__INSTRUCTIONS FOR THE TASK__:
Please write out the material that follows, exactly as it stands.

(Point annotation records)
+===+

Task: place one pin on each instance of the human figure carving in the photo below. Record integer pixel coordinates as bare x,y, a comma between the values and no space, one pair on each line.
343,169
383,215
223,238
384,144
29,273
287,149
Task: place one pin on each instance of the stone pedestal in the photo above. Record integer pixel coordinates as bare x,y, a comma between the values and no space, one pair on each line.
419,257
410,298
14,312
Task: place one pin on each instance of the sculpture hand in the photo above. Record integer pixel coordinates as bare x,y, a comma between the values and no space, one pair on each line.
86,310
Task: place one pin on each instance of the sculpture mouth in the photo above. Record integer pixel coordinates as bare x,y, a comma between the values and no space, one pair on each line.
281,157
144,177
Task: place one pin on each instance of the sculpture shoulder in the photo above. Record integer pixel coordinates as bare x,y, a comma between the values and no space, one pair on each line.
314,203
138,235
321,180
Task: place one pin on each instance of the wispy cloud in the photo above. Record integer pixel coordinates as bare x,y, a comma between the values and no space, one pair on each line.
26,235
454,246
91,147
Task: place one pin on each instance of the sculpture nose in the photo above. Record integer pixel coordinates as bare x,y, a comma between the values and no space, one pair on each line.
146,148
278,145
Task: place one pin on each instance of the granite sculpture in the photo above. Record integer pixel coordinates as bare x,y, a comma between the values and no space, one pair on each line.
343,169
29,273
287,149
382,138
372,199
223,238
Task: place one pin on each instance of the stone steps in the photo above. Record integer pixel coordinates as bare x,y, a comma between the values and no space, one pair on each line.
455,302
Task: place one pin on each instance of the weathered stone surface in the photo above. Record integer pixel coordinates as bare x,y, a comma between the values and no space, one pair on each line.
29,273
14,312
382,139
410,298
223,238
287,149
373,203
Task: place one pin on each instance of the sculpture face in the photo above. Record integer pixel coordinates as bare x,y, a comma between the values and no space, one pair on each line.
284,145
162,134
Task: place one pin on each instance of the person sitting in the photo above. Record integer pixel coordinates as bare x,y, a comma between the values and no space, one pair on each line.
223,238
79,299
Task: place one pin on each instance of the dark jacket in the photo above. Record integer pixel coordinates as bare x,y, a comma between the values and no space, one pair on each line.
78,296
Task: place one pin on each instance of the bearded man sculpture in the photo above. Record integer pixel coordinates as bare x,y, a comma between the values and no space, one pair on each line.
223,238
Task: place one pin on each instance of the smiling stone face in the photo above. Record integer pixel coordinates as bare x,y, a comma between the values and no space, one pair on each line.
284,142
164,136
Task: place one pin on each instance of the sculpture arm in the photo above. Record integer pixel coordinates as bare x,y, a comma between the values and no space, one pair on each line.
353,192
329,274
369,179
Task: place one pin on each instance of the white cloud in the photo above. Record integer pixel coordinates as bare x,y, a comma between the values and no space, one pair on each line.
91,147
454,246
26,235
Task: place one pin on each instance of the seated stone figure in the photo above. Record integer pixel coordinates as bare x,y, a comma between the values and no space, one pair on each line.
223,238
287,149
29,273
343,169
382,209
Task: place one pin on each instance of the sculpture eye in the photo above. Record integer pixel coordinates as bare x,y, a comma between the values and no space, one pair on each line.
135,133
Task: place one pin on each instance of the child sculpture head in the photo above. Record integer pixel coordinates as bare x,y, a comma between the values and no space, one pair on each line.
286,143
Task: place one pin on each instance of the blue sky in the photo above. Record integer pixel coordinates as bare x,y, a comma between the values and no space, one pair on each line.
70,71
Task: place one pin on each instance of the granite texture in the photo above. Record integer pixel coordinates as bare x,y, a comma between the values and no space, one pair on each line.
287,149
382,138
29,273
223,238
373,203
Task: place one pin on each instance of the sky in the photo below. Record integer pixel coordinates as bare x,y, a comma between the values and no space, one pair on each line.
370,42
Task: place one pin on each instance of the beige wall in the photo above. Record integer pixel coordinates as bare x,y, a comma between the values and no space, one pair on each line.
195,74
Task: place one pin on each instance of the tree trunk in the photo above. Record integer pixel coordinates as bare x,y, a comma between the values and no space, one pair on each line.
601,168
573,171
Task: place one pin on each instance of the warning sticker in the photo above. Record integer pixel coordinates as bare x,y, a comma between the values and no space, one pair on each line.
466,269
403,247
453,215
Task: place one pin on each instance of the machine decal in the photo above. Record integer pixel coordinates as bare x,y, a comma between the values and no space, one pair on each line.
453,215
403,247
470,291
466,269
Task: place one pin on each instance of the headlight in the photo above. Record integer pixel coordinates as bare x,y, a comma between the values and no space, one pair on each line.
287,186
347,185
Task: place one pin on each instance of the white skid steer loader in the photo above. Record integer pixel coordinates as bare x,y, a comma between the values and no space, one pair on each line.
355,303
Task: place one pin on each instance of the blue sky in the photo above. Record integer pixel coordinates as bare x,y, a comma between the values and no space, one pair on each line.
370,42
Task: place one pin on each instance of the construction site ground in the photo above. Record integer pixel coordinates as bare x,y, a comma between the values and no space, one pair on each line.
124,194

+===+

__TASK OUTPUT__:
Task: place one pin on each instance of the human figure carving in the photo below. Record integer pixel coordinates as bare x,y, a comma between the values and no space, one pair on each line.
343,169
383,215
223,238
384,144
29,273
287,149
Task: place one pin on each instance of the stone pedestal in the photo above. Record integer pixel coordinates as bare x,y, a comma between the values and no space, one pair on each line.
419,257
410,298
14,312
Task: place one pin on each instance of the sculpture hand in the photo above. Record integer pixel coordinates as bare x,y, a comma between the values and no space, one pair on each line.
86,310
Task: place one pin on each instance of the sculpture mouth in the photo above. Record integer pixel coordinates as bare x,y, a comma between the values and no space, one pair on each line.
281,157
144,177
Task: place one pin on each instance of the sculpture shoulder in the photo above. Record integer pixel coordinates as bare x,y, a comma between the values and no space, one pair on each line.
314,203
138,235
321,180
Task: place one pin on each instance of the wispy cloud in the photo above. Record integer pixel coordinates as bare x,y, a comma between the values and no space, one pair on each line.
26,235
454,246
91,147
Task: place one pin on each instance of the sculpture nose in the photo above. Record integer pixel coordinates as bare x,y, a comma between the values and no space, one pair on each line.
146,148
278,145
Task: place one pin on each instance of the granite sculpture in the photo above. Record integer pixel coordinates as bare x,y, a comma between the values and no space, one pair on each line.
343,169
29,273
287,149
382,138
372,199
223,238
Task: place one pin on each instance of the stone steps in the photo above. Record integer pixel coordinates as bare x,y, a comma between the values and no space, one pair on each line.
455,302
Task: place one pin on each instance of the weathered stone surface in the photo above. Record integer pixel coordinates as bare x,y, a comma between the values and no space, one pair on each line.
29,273
14,312
382,139
410,298
223,238
287,149
373,203
Task: place one pin on each instance of the sculpture face in the photo above. Record integer pixel coordinates as bare x,y, a comma between the values and no space, one pair on each line.
284,145
162,134
Task: place one pin on each instance of the person sitting in the photo above. Record integer pixel coordinates as bare x,y, a comma between the values and no space, one pair on each line.
223,238
79,299
Task: place one pin on each instance of the dark jacket in the photo above. Record integer pixel coordinates as bare x,y, a comma between the values and no space, one pair on each line.
78,296
Task: place one pin on each instance of the bearded man sculpture in the photo above. Record integer pixel coordinates as bare x,y, a comma between the values and no space, one pair on each line.
223,238
Task: place one pin on each instance of the smiling stone face in the photo above. Record integer pixel coordinates as bare x,y, a comma between the values and no space, one pair on each line.
284,142
164,136
Task: place one pin on each instance of the sculpture arm in the photo above. Record integer pixel coordinates as bare x,y, a comma between the values and no space, one pair on each line.
353,192
329,274
369,179
Task: place one pin on each instance of the white cloud in the photo above. Record integer pixel coordinates as bare x,y, a comma between the values and no space, one pair on each line.
91,147
454,246
26,235
Task: place one pin on each instance of the seated stone figure in the photo above. Record integer pixel coordinates as bare x,y, a comma between the values and no space, one pair on each line.
223,238
287,149
29,273
343,169
382,209
Task: place one pin on each instance of the sculpture eye in the photo above. Record integer pixel coordinates as bare x,y, a comma between the values and no space, one pair on each line.
135,133
Task: place one pin on each instance of the child sculpture head in the photo above. Record integer pixel coordinates as bare x,y, a comma between the values and no space, one pair on each line.
286,143
Task: place one pin on each instance of the blue sky in the photo above. Record integer pixel coordinates as bare x,y, a comma between the values and no space, one pair on each line.
70,71
Task: place one pin on each instance of the granite texture in the photo above. Record integer pixel coordinates as bare x,y, a comma between the values and no space, one pair on each line.
287,149
382,138
29,273
223,238
373,203
Task: place one pin on each instance of the sky in the photo below. Record integer pixel coordinates as bare x,y, a comma between the values and no space, one pair on each line.
370,42
Task: place one pin on each instance of the beige wall in the photo above. Record integer pixel coordinates as bare x,y, a comma between the values and no space, one pair on each line.
195,74
Task: place one pin on each instance of the tree trunk in the photo above. Record integer pixel coordinates as bare x,y, a comma between the values and no space, one pair on each line.
601,168
573,171
Task: place one pin on each instance of the warning sticker in the photo above. Record integer pixel coordinates as bare x,y, a comma between the values and no space, one pair on each line.
466,269
403,247
453,215
Task: place one pin on each instance of the machine decal in the photo above. Record integer pixel coordinates as bare x,y, a comma between the values and no space, one pair on each line.
453,215
403,247
470,291
466,269
Task: place one pin on each instance of the headlight in the photo above. Record integer pixel coordinates as bare x,y, a comma between the values and no space, one pair on each line.
287,186
347,185
Task: place one pin on each instance of the white skid steer loader in the photo above. Record integer pixel coordinates as bare x,y, a comma between the values and no space, one pair on each line.
355,303
Task: place one pin on each instance of the blue sky in the photo above. Record integer pixel coordinates as bare x,y, a comma between the values and no space, one pair on each line.
370,42
Task: place one pin on each instance of the construction site ground in the photo above. Record integer pixel coordinates as bare x,y, a comma between the values and no space, one pair on each line.
124,194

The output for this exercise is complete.